(The task): Convert the lines below into a JSON list of strings, with one string per line, omitting blank lines and the pictures.

------------------------------

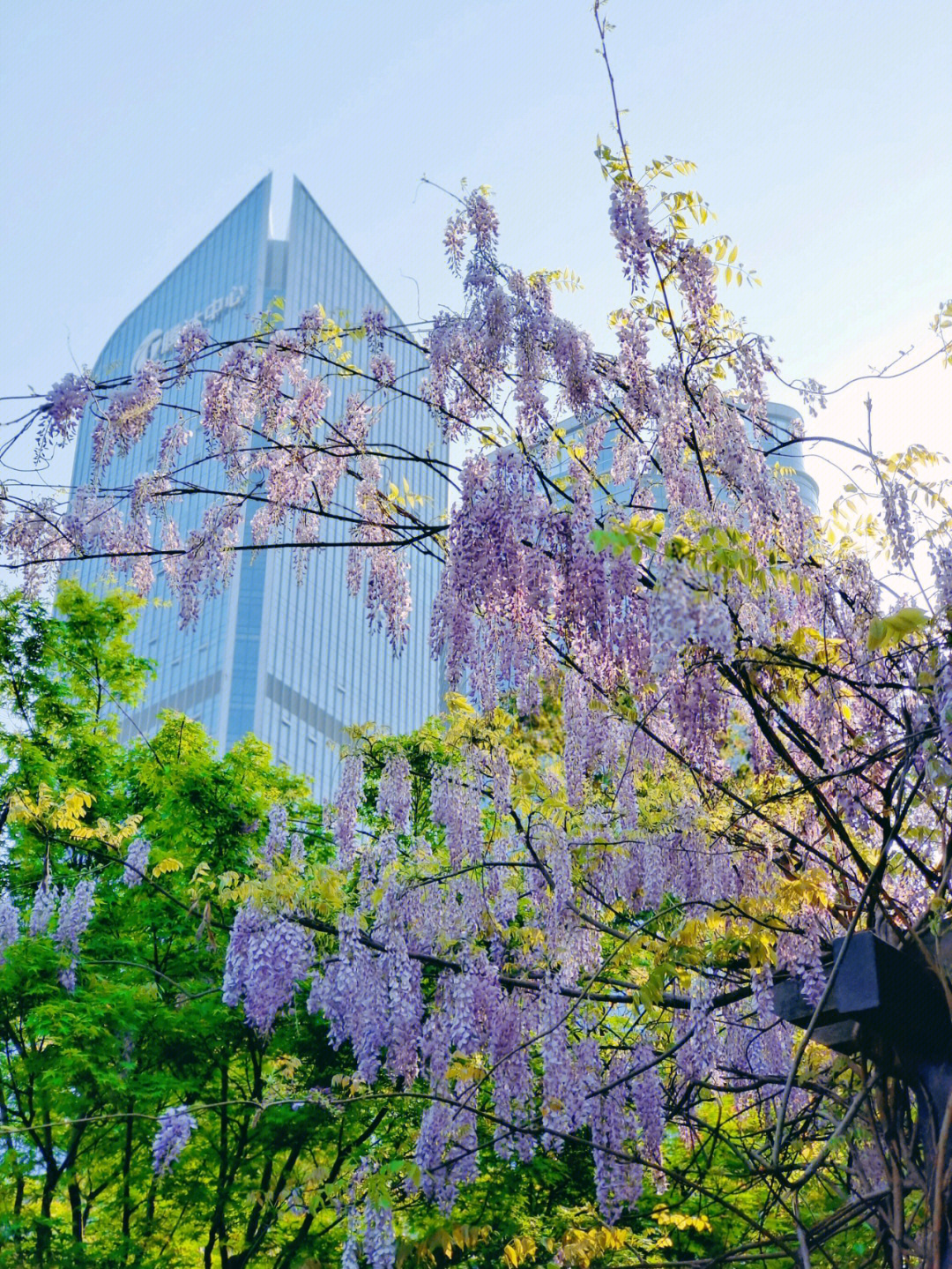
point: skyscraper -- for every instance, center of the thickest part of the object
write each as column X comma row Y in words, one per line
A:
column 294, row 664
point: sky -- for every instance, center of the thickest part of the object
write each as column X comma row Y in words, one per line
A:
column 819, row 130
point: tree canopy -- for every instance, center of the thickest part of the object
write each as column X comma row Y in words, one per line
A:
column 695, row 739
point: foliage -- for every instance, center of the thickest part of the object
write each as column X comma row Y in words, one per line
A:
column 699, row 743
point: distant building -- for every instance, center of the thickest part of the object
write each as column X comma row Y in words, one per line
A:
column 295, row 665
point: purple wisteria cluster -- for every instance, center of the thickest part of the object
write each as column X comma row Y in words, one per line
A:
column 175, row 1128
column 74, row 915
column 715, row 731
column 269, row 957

------------------------------

(Exercise response):
[
  "point: skyscraper -- for every instance, center of the thickest part of the object",
  "write each as column X comma row Y in words, one per line",
  "A:",
  "column 294, row 664",
  "point: sky -- for every instance, center of the thickest part of the object",
  "write each as column X comma row Y in words, one per line",
  "A:",
  "column 819, row 130",
  "point: tree canopy -- for every instance, center of the thickest part of the object",
  "write each as column X comma row Y in words, one per line",
  "A:",
  "column 695, row 739",
  "point: foliage -- for every instance, center of the thickest part of the object",
  "write each as column X comma row Y in words, one per line",
  "A:",
  "column 699, row 743",
  "point: distant building -- for every instance, center of the thickest part of the object",
  "write each as column X comma row Y in words, one per line",
  "A:",
  "column 295, row 665",
  "point: purple wisteria cluster -- for every instance, center of the thickest part of the object",
  "write each as column X comma row Y in words, one per line",
  "A:",
  "column 175, row 1128",
  "column 74, row 915",
  "column 715, row 731",
  "column 269, row 957"
]